● PROVIDED INFORMATION:
--- begin ---
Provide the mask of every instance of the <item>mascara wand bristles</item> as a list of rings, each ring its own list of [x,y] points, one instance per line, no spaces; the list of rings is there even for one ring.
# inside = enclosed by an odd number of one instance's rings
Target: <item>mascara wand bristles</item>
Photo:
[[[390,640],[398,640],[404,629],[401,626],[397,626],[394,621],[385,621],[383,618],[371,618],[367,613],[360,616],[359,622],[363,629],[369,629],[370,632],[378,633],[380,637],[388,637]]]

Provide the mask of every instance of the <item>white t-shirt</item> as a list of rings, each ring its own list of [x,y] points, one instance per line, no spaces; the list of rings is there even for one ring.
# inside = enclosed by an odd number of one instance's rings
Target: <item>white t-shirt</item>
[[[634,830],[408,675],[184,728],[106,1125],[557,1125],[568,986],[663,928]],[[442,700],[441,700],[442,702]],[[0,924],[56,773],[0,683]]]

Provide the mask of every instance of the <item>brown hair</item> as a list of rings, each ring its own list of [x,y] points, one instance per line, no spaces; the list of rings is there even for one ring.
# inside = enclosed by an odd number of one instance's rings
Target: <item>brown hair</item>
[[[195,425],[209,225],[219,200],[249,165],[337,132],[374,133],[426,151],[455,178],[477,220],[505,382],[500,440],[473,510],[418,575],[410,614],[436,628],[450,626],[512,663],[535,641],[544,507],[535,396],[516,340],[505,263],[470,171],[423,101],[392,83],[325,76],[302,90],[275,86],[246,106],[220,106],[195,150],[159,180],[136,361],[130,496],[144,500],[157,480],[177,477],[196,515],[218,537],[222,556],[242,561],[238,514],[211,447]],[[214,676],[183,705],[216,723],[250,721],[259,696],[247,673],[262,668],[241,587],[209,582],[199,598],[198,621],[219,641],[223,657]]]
--- end ---
● PROMPT: Convert all the records above into a JSON list of strings, with one string for each line and no strings for blank lines.

● WRITTEN RESPONSE:
[
  "Provide the mask of every instance of the <item>mascara wand bristles</item> as a list of rings, each ring its own list of [x,y] points, one instance per line, no spaces; the list of rings is there even for one ring.",
  "# inside = enclosed by an odd number of one instance's rings",
  "Target: <item>mascara wand bristles</item>",
  "Photo:",
  "[[[390,640],[398,640],[404,629],[401,626],[397,626],[394,621],[385,621],[383,618],[371,618],[367,613],[360,616],[359,622],[363,629],[369,629],[370,632],[378,633],[380,637],[388,637]]]",
  "Provide the mask of every instance of the <item>white t-shirt</item> as a list of rings, each ring its own list of [x,y] points, one instance per line, no spaces; the list of rings is there even for one ring.",
  "# inside = enclosed by an odd number of one instance's rings",
  "Target: <item>white t-shirt</item>",
  "[[[634,830],[408,675],[184,728],[106,1125],[557,1125],[568,986],[663,928]],[[442,700],[441,700],[442,702]],[[0,924],[56,773],[0,683]]]",
  "Provide the mask of every instance of the <item>brown hair</item> as a list of rings, each ring its own list of [x,y] points, one instance per line, no spaces; the list of rings is there even for one ring.",
  "# inside = enclosed by an odd number of one instance's rings",
  "Target: <item>brown hair</item>",
  "[[[195,425],[209,225],[219,200],[249,165],[337,132],[374,133],[426,151],[455,178],[477,220],[505,382],[500,440],[473,510],[418,575],[410,614],[436,628],[450,626],[512,663],[535,641],[544,507],[535,396],[516,340],[505,263],[470,171],[423,101],[392,83],[325,76],[302,90],[275,86],[246,106],[220,106],[195,150],[159,180],[136,361],[130,496],[144,500],[157,480],[177,477],[196,515],[218,537],[222,556],[242,561],[238,514],[211,447]],[[214,676],[183,705],[216,723],[250,721],[259,696],[247,673],[262,668],[241,587],[209,582],[199,598],[198,621],[219,641],[223,657]]]"
]